■ EXTRACTED INFORMATION ■
-- Opening Marker --

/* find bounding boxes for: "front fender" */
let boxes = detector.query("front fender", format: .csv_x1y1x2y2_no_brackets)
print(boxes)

-- Closing Marker --
-- Opening Marker --

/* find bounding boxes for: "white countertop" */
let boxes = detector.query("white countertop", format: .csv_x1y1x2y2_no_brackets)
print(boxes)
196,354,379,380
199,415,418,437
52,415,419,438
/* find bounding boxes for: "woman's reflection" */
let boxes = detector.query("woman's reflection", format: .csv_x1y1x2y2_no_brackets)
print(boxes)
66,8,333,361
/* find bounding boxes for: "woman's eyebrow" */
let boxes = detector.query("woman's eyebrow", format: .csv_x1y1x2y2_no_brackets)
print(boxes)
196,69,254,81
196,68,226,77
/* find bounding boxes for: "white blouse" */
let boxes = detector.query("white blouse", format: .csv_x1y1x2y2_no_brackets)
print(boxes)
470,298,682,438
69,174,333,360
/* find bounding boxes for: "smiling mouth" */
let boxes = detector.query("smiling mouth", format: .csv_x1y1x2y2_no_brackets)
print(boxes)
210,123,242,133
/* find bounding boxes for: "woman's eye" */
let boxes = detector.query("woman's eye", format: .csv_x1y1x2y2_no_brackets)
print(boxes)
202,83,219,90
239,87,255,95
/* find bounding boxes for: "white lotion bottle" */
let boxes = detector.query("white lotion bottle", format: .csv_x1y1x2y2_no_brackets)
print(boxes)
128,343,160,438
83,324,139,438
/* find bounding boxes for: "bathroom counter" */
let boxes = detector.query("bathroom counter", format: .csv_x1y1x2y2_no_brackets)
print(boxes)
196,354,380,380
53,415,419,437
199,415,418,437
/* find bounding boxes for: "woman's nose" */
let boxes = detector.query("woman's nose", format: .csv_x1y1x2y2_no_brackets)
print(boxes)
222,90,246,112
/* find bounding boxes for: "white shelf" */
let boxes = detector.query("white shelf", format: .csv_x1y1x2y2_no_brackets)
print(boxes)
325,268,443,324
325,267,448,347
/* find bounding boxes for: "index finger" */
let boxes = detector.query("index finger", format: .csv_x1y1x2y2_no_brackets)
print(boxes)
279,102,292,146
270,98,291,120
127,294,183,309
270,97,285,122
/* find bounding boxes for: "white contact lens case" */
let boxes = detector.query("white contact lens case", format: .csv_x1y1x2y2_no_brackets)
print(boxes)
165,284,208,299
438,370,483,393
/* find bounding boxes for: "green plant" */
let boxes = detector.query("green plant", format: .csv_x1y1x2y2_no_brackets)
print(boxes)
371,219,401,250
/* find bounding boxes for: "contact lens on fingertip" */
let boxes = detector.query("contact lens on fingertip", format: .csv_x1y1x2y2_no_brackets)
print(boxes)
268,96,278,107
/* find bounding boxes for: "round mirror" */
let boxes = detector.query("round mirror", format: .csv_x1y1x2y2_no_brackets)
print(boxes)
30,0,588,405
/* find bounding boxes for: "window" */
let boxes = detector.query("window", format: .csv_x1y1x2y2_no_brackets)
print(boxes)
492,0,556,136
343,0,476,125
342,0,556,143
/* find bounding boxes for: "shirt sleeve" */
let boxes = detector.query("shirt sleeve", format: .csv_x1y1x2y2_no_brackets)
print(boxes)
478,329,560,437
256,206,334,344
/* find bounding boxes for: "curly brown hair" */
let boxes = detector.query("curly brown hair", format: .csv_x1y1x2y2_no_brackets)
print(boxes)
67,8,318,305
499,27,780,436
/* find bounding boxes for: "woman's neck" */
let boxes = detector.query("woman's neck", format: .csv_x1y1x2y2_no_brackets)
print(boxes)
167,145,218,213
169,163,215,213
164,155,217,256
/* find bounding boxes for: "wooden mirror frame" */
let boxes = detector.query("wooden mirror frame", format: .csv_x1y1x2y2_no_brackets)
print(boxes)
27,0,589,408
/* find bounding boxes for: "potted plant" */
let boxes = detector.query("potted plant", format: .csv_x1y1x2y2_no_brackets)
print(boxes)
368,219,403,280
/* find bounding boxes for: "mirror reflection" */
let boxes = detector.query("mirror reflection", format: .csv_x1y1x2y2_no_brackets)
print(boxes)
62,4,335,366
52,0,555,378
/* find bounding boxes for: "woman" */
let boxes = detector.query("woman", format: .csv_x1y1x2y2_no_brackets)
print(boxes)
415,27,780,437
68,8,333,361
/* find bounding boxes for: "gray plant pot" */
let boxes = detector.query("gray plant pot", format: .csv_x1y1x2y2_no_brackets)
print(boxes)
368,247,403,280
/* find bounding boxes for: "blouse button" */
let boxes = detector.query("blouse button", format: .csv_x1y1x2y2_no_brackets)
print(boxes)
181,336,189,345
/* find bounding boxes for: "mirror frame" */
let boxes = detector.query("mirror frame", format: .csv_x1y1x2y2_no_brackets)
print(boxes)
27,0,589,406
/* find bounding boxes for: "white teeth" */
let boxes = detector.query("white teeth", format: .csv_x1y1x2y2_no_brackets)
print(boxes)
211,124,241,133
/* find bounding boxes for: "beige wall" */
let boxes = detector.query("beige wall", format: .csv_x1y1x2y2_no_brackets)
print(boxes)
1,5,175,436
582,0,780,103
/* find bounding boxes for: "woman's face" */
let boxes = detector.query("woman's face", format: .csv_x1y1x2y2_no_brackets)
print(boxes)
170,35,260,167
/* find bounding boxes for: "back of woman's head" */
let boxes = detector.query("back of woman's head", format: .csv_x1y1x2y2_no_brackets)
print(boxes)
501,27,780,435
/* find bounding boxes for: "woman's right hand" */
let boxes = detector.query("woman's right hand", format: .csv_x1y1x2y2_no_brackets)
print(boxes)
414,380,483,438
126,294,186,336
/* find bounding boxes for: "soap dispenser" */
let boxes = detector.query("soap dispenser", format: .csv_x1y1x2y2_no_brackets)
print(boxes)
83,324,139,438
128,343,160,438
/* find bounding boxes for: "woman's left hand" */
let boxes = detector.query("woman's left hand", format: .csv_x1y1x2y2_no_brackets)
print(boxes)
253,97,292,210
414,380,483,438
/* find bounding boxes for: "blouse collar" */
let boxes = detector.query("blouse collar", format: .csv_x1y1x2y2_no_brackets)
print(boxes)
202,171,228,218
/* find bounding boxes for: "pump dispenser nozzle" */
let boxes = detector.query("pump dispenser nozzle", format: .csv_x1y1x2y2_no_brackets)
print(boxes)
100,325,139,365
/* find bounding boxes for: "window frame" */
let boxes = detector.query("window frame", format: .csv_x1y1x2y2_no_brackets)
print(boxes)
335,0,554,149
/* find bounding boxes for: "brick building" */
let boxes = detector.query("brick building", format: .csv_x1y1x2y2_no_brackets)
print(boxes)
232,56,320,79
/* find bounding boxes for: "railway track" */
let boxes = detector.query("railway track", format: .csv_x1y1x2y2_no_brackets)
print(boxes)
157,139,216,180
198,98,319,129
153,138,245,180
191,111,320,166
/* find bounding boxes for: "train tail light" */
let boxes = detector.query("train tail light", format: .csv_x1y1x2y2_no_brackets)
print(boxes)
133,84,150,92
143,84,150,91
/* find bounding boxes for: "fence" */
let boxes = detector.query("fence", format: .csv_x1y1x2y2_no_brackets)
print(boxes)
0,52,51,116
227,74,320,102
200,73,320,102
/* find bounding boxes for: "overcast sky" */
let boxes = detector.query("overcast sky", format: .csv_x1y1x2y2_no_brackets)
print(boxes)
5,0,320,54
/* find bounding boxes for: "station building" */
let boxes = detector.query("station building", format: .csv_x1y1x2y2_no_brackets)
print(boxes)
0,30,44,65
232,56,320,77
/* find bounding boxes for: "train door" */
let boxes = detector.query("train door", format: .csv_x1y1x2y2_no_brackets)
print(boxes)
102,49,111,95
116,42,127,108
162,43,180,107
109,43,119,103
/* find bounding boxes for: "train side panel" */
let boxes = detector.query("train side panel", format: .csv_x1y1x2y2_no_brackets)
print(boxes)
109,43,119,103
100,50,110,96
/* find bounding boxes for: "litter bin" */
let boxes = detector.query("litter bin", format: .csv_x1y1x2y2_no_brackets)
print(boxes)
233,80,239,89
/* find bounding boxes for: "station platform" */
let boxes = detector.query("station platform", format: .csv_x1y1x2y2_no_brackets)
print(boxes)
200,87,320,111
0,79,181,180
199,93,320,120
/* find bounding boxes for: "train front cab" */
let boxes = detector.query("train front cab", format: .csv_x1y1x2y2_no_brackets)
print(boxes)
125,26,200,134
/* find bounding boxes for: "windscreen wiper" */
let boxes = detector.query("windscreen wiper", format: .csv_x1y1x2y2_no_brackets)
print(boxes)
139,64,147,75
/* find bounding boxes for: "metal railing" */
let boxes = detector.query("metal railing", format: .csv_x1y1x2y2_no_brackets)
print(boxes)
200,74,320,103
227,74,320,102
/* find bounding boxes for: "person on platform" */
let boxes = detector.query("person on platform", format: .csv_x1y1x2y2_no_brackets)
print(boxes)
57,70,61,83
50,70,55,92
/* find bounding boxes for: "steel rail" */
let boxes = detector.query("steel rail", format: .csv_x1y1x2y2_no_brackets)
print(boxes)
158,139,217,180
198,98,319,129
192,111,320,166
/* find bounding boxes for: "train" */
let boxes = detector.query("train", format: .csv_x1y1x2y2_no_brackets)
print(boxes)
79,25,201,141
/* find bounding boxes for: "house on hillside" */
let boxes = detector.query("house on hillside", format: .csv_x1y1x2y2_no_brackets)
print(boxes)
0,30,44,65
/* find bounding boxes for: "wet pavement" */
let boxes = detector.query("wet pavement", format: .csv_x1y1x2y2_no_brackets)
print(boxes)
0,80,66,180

-- Closing Marker --

■ ABOUT THIS EXERCISE ■
Count every line in the records that holds "contact" and give that count by itself.

■ RESULT FOR THIS TASK ■
4